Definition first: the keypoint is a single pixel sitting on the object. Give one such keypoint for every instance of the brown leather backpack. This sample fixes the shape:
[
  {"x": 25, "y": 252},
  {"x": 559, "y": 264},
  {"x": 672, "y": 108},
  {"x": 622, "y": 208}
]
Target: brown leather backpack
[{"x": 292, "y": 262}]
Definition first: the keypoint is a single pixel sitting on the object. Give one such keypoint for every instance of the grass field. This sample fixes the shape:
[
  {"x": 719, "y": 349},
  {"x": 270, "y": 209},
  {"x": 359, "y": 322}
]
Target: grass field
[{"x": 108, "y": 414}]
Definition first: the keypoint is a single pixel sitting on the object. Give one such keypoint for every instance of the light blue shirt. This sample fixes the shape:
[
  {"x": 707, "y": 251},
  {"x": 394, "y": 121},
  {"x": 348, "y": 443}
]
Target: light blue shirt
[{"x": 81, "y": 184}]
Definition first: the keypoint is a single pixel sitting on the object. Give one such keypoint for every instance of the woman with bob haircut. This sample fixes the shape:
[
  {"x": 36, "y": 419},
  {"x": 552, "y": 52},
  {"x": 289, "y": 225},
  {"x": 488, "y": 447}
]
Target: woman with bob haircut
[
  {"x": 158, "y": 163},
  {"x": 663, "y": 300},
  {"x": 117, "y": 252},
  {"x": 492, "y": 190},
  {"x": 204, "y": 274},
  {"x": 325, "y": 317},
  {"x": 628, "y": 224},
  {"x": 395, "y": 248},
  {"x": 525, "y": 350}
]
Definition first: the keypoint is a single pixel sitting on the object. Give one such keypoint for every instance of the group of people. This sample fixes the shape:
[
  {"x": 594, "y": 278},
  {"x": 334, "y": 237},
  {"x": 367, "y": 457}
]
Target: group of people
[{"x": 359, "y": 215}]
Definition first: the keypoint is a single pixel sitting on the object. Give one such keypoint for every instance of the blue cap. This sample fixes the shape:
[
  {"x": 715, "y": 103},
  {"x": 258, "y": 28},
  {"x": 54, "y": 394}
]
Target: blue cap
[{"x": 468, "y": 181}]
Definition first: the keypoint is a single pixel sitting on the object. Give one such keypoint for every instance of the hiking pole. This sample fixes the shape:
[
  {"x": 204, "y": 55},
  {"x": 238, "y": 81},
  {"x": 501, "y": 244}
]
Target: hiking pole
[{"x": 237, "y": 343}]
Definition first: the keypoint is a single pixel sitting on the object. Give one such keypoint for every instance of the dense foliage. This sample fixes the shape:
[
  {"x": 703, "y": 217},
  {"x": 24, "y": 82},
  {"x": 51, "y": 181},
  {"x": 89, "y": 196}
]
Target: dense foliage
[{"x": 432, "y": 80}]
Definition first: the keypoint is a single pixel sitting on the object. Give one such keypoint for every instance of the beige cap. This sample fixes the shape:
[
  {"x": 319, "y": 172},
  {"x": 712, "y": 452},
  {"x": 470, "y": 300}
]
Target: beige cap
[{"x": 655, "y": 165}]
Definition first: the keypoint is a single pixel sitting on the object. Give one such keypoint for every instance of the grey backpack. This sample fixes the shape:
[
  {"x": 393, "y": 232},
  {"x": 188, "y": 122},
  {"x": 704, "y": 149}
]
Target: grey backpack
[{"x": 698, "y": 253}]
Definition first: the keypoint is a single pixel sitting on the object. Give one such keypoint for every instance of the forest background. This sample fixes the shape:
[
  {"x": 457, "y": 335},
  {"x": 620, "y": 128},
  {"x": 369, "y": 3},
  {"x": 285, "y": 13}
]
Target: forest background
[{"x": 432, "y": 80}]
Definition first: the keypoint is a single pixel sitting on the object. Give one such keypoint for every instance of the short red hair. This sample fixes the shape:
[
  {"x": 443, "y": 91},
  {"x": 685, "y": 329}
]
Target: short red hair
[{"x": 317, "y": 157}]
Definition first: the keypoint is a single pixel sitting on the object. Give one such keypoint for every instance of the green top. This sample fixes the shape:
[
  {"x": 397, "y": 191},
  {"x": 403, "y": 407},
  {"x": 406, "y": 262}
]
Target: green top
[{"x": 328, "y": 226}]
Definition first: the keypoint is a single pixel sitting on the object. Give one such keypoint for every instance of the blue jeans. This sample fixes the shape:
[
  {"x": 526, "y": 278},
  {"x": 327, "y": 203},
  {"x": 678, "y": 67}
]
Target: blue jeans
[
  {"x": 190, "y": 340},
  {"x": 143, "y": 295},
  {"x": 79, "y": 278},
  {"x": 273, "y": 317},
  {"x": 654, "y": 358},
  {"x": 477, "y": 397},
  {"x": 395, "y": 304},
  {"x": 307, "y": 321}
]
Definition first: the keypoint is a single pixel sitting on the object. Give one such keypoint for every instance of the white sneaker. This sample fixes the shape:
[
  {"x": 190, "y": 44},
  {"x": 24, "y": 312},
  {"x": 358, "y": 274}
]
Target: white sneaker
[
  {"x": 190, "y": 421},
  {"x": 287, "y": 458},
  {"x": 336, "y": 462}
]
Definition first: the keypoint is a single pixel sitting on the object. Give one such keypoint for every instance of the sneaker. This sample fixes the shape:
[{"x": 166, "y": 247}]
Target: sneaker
=======
- WORK REQUIRED
Rewrite all of the entries above, changing each "Target" to "Object" and keeping everything else the same.

- RESPONSE BELOW
Definition first: the keypoint is a single pixel sitting on the object. Give one such keypoint for every instance of the brown leather backpack. This sample fixes the shape:
[
  {"x": 25, "y": 252},
  {"x": 559, "y": 264},
  {"x": 672, "y": 108},
  {"x": 622, "y": 208}
]
Object: brown leather backpack
[{"x": 292, "y": 262}]
Definition first: the keypoint is a single pixel sitting on the object. Give one such keypoint for every instance of the grass field. This sample fixes the shape:
[
  {"x": 719, "y": 349},
  {"x": 270, "y": 209},
  {"x": 359, "y": 322}
]
Object: grass field
[{"x": 108, "y": 414}]
Definition first: the keypoint is a single pixel sitting on the object. Give one such keypoint for every instance of the light blue shirt. This sample fixes the shape:
[
  {"x": 707, "y": 251},
  {"x": 394, "y": 121},
  {"x": 348, "y": 443}
]
Object: light blue shirt
[{"x": 81, "y": 184}]
Definition first: the keypoint is a single pixel sitting on the object. Give one such keypoint for every instance of the woman with bob haircut. This sample fixes the shape:
[
  {"x": 36, "y": 419},
  {"x": 552, "y": 52},
  {"x": 289, "y": 225},
  {"x": 488, "y": 447}
]
Object: woman with bob haircut
[
  {"x": 158, "y": 163},
  {"x": 663, "y": 300},
  {"x": 117, "y": 252},
  {"x": 492, "y": 190},
  {"x": 204, "y": 274},
  {"x": 325, "y": 317},
  {"x": 628, "y": 224},
  {"x": 395, "y": 248},
  {"x": 525, "y": 350}
]
Definition first: the keypoint is a single pixel sitting on the object. Give one such keypoint for every instance of the group of people. This sample fixes the shape:
[
  {"x": 594, "y": 278},
  {"x": 334, "y": 237},
  {"x": 367, "y": 457}
]
Object: group of people
[{"x": 359, "y": 215}]
Definition first: the keypoint is a single pixel sitting on the object. Give one such keypoint for every instance of the blue cap. This sample fixes the shape:
[
  {"x": 715, "y": 103},
  {"x": 258, "y": 28},
  {"x": 54, "y": 394}
]
Object: blue cap
[{"x": 468, "y": 181}]
Definition first: the keypoint is a single pixel sitting on the object. Give one such keypoint for every instance of the hiking pole. This sample fixes the shape:
[
  {"x": 204, "y": 55},
  {"x": 238, "y": 81},
  {"x": 501, "y": 244}
]
Object: hiking pole
[{"x": 237, "y": 343}]
Definition first: the keypoint is a single pixel sitting on the object. Give one such keypoint for every instance of the dense foliage. This sample fixes the shape:
[
  {"x": 703, "y": 217},
  {"x": 24, "y": 82},
  {"x": 51, "y": 181},
  {"x": 89, "y": 196}
]
Object: dense foliage
[{"x": 432, "y": 80}]
Definition first: the keypoint is a single pixel sitting on the object. Give one such keypoint for every instance of the beige cap. This sample fixes the shape:
[
  {"x": 319, "y": 172},
  {"x": 712, "y": 452},
  {"x": 470, "y": 300}
]
Object: beige cap
[{"x": 655, "y": 165}]
Definition first: the keypoint is a single pixel sitting on the object. Give one such keypoint for every instance of the grey backpack. This sample fixes the shape:
[
  {"x": 393, "y": 232},
  {"x": 188, "y": 122},
  {"x": 704, "y": 149}
]
Object: grey backpack
[{"x": 698, "y": 253}]
Definition first: the keypoint is a single pixel sitting on the object. Give one such keypoint for every instance of the forest background. This sample fixes the shape:
[
  {"x": 457, "y": 335},
  {"x": 620, "y": 128},
  {"x": 369, "y": 3},
  {"x": 285, "y": 13}
]
Object: forest background
[{"x": 432, "y": 80}]
Definition first: the keypoint is a single pixel sitting on the object. Give one such keypoint for every instance of the short red hair. This sample fixes the shape:
[
  {"x": 443, "y": 91},
  {"x": 685, "y": 329}
]
Object: short red hair
[{"x": 317, "y": 157}]
Definition first: the keypoint is a single pixel sitting on the object. Give one such keypoint for every instance of the green top. This sample fixes the shape:
[
  {"x": 397, "y": 191},
  {"x": 403, "y": 407},
  {"x": 406, "y": 262}
]
Object: green top
[{"x": 328, "y": 226}]
Definition first: the keypoint is a single pixel sitting on the object. Give one such keypoint for every instance of the blue jeans. This sample fixes the shape:
[
  {"x": 526, "y": 278},
  {"x": 327, "y": 203},
  {"x": 678, "y": 67}
]
Object: blue jeans
[
  {"x": 190, "y": 340},
  {"x": 143, "y": 295},
  {"x": 79, "y": 278},
  {"x": 273, "y": 317},
  {"x": 654, "y": 358},
  {"x": 477, "y": 397},
  {"x": 395, "y": 304},
  {"x": 307, "y": 321}
]
Definition first: the keypoint is a single pixel sitting on the object. Give one such keypoint for every instance of the white sneaker. This sample fixes the shape:
[
  {"x": 190, "y": 44},
  {"x": 24, "y": 312},
  {"x": 358, "y": 274}
]
Object: white sneaker
[
  {"x": 190, "y": 421},
  {"x": 287, "y": 458},
  {"x": 336, "y": 462}
]
Definition first: the keypoint is a single pixel sitting on the object. Give one such keypoint for every instance of the sneaker. This sample fixes the shape:
[{"x": 166, "y": 247}]
Object: sneaker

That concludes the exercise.